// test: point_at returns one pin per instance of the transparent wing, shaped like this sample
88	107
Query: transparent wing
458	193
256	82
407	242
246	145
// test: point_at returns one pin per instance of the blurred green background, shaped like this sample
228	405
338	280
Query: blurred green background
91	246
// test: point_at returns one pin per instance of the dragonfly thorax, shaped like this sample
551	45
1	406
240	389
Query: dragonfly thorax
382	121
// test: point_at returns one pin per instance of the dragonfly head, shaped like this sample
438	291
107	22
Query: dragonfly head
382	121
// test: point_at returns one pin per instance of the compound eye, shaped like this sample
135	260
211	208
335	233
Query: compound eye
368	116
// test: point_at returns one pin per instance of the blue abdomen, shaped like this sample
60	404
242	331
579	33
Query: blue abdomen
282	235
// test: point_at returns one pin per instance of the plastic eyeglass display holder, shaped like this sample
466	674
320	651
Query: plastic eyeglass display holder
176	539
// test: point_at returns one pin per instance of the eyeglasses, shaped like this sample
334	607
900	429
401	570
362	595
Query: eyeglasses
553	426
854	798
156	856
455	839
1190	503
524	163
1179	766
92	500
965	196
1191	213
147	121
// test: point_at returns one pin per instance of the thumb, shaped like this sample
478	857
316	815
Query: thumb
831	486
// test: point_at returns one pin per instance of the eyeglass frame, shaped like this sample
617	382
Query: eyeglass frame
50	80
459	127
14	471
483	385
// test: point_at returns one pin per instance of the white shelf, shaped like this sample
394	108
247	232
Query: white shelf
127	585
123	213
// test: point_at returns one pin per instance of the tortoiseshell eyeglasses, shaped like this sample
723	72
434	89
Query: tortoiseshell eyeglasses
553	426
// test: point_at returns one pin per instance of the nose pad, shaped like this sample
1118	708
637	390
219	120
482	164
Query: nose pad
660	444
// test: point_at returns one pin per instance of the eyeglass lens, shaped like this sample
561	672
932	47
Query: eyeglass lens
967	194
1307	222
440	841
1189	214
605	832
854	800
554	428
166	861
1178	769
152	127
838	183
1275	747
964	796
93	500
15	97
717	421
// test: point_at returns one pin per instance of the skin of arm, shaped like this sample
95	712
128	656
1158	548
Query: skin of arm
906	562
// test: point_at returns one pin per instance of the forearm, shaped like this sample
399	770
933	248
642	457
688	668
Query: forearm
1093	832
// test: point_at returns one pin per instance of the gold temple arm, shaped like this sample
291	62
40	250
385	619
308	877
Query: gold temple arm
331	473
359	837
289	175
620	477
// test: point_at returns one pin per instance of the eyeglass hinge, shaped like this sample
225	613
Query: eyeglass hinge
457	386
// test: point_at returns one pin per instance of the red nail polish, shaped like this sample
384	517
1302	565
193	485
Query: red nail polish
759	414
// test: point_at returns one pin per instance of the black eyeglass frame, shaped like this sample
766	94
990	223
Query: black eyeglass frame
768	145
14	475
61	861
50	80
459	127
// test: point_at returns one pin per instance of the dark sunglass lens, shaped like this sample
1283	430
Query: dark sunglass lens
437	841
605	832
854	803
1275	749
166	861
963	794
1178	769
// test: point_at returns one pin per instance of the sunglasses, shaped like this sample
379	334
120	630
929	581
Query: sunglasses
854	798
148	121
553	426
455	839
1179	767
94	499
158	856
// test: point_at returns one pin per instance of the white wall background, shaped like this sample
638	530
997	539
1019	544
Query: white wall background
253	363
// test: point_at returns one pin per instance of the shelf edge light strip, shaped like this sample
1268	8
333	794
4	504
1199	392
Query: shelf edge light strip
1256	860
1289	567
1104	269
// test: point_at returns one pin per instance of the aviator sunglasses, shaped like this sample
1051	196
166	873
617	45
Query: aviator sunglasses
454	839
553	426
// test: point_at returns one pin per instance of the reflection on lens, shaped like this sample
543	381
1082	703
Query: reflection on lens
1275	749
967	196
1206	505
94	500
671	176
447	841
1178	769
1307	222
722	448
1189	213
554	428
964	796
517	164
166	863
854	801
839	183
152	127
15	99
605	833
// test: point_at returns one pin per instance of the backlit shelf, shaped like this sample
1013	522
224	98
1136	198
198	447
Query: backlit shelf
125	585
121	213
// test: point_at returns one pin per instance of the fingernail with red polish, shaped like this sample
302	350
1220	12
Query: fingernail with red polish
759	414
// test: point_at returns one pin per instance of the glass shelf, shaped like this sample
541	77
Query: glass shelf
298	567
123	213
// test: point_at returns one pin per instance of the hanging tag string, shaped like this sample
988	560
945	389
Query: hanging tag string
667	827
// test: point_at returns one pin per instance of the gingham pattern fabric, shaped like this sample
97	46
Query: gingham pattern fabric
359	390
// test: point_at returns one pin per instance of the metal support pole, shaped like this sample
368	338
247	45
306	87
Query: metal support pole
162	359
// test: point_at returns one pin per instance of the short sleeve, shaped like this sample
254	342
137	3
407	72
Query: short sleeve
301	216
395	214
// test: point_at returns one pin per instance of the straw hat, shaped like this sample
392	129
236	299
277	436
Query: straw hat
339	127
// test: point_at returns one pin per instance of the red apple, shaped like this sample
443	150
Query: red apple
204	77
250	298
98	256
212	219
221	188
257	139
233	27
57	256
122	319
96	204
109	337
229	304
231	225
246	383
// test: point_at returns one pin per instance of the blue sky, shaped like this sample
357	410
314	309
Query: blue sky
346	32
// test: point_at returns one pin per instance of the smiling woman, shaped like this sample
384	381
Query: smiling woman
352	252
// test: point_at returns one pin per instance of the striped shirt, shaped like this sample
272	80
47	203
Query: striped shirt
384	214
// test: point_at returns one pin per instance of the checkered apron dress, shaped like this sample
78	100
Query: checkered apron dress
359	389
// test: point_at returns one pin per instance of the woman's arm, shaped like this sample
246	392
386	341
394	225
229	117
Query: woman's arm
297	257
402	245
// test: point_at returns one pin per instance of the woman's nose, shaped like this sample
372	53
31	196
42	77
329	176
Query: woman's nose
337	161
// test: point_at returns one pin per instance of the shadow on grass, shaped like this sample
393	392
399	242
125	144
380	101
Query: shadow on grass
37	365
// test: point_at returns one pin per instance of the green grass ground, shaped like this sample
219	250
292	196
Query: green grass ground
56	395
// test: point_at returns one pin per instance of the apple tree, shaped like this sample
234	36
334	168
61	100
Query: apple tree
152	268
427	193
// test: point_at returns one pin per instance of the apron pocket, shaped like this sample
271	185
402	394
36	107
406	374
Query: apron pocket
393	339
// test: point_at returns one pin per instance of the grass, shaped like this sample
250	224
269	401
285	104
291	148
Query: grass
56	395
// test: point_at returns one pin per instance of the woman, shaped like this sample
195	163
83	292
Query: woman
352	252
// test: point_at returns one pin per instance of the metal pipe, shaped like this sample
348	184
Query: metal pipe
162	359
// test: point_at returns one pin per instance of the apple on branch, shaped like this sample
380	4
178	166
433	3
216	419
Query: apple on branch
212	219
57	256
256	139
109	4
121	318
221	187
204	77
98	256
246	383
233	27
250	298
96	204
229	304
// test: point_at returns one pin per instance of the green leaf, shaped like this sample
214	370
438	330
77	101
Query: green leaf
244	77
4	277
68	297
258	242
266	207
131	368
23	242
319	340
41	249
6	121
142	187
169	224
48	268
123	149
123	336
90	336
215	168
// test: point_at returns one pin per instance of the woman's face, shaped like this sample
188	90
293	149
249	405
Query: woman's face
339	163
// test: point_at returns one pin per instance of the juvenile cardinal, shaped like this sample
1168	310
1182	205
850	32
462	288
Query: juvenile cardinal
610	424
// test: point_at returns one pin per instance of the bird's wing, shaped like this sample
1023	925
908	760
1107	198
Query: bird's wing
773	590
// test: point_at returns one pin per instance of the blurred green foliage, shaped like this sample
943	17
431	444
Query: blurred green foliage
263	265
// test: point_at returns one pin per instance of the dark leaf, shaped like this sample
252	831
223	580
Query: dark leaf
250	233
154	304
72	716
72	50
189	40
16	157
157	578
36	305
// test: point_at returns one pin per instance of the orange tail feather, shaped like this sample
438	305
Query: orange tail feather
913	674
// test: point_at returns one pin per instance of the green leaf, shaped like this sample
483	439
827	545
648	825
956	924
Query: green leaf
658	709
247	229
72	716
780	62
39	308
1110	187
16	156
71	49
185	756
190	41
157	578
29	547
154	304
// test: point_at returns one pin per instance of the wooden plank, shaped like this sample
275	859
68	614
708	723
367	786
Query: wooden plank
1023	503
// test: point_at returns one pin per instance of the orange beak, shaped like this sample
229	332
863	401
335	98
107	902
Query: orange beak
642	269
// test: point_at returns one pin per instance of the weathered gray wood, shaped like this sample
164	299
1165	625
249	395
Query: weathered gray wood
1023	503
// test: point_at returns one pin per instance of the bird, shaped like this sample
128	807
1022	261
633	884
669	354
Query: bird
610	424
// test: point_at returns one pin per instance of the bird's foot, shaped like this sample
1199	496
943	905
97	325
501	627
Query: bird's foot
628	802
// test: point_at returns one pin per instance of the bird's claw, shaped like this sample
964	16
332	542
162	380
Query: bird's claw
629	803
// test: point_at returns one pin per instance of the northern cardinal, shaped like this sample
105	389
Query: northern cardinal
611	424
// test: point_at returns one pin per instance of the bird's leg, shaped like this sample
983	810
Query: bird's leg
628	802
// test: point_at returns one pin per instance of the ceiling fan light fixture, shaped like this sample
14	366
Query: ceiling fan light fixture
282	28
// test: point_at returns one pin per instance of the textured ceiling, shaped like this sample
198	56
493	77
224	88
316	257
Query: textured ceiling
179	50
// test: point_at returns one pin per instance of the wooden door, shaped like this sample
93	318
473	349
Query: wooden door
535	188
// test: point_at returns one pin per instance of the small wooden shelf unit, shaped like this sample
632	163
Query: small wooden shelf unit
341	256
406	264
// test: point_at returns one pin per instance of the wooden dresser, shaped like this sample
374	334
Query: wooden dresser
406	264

- [AIM]: Please quote exactly the lines from the one containing "feather, shaped like this sample" through the last line of the records above, both included, and nothing else.

- [RESPONSE TO THIS EXERCISE]:
// test: point_at returns one pin per instance of the orange tail feather, shaped like this sample
438	305
Query: orange tail feather
913	674
// test: point_at returns one pin per instance of the green leaf, shaped like this sample
483	439
827	545
648	825
956	924
Query: green leaf
658	709
247	229
72	716
780	62
39	308
1110	187
16	156
71	49
185	756
190	41
157	578
29	547
154	304
// test: point_at returns one pin per instance of the wooden plank, shaped like this sample
275	859
68	614
708	723
367	786
Query: wooden plank
1023	503
// test: point_at returns one pin per instance of the orange beak, shaped like this sample
229	332
863	401
335	98
107	902
Query: orange beak
642	269
// test: point_at returns one pin per instance of the weathered gray wood, shaped like this sample
164	299
1165	625
249	395
Query: weathered gray wood
1023	503
// test: point_at returns one pin per instance of the bird, shaped like this sample
128	807
1022	261
633	884
669	354
Query: bird
610	424
// test: point_at returns one pin per instance of the bird's foot, shaped like this sample
1199	496
943	905
97	325
501	627
Query: bird's foot
628	802
// test: point_at returns one pin per instance of the bird's claw, shaped like this sample
964	16
332	542
162	380
Query: bird's claw
629	803
// test: point_at returns one pin per instance of the northern cardinal, shaped like this sample
105	389
Query: northern cardinal
611	424
// test: point_at returns one pin per instance of the bird's leg, shaped like this sample
983	810
Query: bird's leg
628	802
// test: point_at returns one pin per instance of the ceiling fan light fixture, shaped like this sample
14	366
Query: ceiling fan light fixture
282	28
// test: point_at returns one pin per instance of the textured ceiling, shaped like this sample
198	56
493	77
224	88
316	257
Query: textured ceiling
179	50
// test: point_at returns one pin per instance of the wooden door, shaped like this sample
93	318
473	349
Query: wooden door
535	188
// test: point_at returns one pin per instance of the small wooden shelf unit, shaped like this sample
632	163
Query: small wooden shelf unit
341	256
406	264
// test: point_at returns one pin per instance of the wooden dresser, shaped like this sample
374	334
Query: wooden dresser
406	264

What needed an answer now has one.